◆ Page extract:
# Assignment 1 - Google Trends


### INSTRUCTIONS

1. Find your own Question. 
2. Predict the answer to Q. This doesn't need to be correct, but write what is your rationale.
3. Collect Google Trends data to answer the Q. 
4. Compare the data with your answer.

You are provided with 3 examples in this notebook on how you can go about approaching and deriving the answers to your question. This is an individual assignment. You may discuss with your friends, but you are required to work on and submit your report independently. 

#### Submission

Upload your report in PDF format (up to 1 page including figures, so be concise!) to eLearn (Assignment 1) by __January 25 23:59, 2021__.
The late submission penalty is as follows:
  - submit <= 12 hrs late: 10% penalty (i.e., maximum grade is 90%)

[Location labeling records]

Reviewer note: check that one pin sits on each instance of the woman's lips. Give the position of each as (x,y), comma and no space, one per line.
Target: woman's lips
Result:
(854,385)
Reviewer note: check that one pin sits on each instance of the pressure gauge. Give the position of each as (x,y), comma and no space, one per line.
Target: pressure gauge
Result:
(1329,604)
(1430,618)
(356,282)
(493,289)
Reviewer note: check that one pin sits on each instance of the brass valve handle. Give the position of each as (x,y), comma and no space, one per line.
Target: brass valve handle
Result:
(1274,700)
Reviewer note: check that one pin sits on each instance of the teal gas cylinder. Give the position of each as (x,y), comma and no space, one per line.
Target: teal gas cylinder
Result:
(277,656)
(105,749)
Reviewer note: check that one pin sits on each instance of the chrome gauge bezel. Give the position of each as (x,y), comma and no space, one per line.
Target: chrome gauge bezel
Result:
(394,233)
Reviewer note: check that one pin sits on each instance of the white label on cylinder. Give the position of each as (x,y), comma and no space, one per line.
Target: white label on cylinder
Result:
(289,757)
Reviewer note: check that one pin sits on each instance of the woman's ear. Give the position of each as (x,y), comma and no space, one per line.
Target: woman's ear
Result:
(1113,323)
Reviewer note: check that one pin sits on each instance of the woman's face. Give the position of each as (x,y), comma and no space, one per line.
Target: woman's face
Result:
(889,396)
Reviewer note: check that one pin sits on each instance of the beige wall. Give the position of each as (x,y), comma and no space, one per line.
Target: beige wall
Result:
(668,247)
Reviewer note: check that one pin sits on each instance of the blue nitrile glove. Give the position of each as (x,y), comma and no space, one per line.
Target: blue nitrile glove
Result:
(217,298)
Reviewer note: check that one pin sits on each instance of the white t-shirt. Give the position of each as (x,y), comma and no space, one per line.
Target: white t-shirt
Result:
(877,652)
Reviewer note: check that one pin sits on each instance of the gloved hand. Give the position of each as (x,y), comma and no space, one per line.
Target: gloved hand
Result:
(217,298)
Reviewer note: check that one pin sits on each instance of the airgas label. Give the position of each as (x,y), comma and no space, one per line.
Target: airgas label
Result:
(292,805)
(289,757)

◆ Exercise objective: Print the entire assignment text, reproducing it word for word. The records above are separate material, apart from the assignment text.

◆ Result below:
# Assignment 1 - Google Trends


### INSTRUCTIONS

1. Find your own Question. 
2. Predict the answer to Q. This doesn't need to be correct, but write what is your rationale.
3. Collect Google Trends data to answer the Q. 
4. Compare the data with your answer.

You are provided with 3 examples in this notebook on how you can go about approaching and deriving the answers to your question. This is an individual assignment. You may discuss with your friends, but you are required to work on and submit your report independently. 

#### Submission

Upload your report in PDF format (up to 1 page including figures, so be concise!) to eLearn (Assignment 1) by __January 25 23:59, 2021__.
The late submission penalty is as follows:
  - submit <= 12 hrs late: 10% penalty (i.e., maximum grade is 90%)